PROBLEM DETAILS: Go through the listing and return every line with "exact" in it.

LISTED ENTRIES:

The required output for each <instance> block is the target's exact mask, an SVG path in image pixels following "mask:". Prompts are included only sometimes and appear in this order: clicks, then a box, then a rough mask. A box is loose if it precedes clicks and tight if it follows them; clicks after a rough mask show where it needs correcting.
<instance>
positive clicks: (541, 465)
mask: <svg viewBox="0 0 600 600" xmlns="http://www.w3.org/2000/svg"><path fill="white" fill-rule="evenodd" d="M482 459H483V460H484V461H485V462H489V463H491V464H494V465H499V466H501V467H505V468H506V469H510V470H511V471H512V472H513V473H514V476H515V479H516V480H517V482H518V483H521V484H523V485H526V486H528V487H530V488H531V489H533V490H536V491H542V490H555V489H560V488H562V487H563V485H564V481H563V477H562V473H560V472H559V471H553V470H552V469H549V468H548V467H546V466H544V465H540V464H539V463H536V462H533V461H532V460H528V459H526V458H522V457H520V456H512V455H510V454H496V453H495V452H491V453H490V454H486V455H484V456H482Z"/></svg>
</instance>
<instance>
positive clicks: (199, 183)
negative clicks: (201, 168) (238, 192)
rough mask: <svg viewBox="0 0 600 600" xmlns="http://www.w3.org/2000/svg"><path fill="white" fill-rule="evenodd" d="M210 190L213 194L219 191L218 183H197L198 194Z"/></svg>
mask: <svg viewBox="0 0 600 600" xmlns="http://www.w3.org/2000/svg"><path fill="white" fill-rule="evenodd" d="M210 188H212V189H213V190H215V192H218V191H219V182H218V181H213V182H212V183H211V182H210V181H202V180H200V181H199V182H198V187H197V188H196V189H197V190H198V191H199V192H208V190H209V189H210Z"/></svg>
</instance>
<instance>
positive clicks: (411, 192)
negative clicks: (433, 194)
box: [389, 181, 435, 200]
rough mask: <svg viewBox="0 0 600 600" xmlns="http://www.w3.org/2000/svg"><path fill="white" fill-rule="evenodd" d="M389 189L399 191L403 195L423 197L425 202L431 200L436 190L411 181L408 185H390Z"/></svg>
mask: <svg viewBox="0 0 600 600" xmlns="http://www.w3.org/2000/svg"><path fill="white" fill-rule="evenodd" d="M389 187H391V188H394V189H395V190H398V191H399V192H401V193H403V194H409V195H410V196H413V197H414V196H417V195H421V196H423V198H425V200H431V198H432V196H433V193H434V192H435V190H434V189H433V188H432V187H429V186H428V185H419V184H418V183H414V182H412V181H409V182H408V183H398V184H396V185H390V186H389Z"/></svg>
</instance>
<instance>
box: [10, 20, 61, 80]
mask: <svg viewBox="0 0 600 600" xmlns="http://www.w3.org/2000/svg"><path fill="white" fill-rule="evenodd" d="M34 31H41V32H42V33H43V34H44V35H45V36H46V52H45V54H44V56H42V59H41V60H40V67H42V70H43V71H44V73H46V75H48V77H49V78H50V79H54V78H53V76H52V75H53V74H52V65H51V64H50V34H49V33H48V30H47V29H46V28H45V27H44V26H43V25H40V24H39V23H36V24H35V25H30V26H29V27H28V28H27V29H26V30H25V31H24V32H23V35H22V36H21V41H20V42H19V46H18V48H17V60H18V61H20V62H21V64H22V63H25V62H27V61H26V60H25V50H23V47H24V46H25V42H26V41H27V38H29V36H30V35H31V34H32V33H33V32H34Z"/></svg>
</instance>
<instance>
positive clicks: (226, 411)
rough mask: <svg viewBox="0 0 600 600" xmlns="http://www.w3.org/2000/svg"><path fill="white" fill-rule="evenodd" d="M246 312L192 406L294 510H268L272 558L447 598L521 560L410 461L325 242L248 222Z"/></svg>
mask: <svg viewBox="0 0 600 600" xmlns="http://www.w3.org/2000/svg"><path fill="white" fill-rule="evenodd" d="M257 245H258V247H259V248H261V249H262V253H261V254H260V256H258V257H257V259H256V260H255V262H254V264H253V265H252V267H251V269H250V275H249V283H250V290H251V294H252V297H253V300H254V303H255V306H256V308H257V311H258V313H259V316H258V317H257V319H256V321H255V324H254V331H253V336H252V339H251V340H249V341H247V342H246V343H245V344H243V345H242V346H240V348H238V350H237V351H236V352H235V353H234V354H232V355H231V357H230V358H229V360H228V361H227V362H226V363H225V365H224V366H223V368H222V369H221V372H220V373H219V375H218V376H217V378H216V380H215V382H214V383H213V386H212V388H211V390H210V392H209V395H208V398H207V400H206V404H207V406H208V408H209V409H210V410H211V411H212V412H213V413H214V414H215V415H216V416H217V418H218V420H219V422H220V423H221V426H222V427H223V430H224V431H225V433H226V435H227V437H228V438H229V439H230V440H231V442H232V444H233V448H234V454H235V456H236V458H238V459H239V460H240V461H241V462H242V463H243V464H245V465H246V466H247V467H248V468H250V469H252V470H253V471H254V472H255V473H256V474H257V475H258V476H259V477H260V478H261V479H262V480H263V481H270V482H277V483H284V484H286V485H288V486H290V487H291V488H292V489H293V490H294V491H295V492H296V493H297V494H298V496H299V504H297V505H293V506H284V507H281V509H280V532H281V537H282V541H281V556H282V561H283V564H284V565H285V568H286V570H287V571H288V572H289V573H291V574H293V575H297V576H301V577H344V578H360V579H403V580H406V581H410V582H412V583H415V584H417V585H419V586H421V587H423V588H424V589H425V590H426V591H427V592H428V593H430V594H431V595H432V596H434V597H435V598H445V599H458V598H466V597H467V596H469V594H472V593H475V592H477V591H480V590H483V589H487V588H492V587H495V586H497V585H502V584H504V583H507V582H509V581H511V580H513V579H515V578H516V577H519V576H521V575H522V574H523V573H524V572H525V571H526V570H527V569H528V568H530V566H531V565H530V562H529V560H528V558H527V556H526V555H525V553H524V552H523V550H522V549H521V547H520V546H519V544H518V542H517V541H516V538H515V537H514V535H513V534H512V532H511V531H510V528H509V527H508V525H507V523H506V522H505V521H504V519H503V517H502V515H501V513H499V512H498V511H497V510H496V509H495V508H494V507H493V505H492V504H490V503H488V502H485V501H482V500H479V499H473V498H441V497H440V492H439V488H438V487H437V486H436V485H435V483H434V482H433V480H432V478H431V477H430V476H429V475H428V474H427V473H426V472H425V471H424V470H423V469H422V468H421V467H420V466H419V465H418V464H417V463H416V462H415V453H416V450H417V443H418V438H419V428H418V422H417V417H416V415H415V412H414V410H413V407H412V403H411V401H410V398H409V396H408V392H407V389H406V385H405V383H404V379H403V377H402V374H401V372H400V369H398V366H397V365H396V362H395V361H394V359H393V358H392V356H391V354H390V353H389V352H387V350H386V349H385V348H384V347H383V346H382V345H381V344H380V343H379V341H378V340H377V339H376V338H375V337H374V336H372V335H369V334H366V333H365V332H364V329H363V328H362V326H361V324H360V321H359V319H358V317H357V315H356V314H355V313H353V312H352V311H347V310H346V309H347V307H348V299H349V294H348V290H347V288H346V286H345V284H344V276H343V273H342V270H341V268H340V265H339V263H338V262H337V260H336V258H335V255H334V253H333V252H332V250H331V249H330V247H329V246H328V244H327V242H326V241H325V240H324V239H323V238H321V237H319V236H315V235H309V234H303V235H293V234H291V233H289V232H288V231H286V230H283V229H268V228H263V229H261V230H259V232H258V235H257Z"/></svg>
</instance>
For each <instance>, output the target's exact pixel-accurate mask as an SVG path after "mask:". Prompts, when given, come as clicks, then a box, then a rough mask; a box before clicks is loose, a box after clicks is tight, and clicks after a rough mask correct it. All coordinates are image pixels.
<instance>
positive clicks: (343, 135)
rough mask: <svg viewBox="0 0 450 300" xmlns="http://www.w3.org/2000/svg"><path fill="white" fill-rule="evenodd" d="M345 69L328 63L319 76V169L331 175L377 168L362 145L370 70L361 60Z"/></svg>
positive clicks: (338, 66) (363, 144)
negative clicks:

FINAL ANSWER:
The required output for each <instance> block is the target's exact mask, an SVG path in image pixels following "mask:". Prompts are included only sometimes and appear in this order: clicks, then a box, then a rough mask. A box is loose if it precedes clicks and tight if it follows them; clicks after a rough mask show where it needs correcting.
For each <instance>, output the target's exact pixel-accurate mask as an SVG path after "mask:". Prompts, when given, come as clicks, then a box, then a rough mask; a box before clicks is loose, a box after clicks is tight, and clicks after a rough mask correct it. All coordinates are image pixels.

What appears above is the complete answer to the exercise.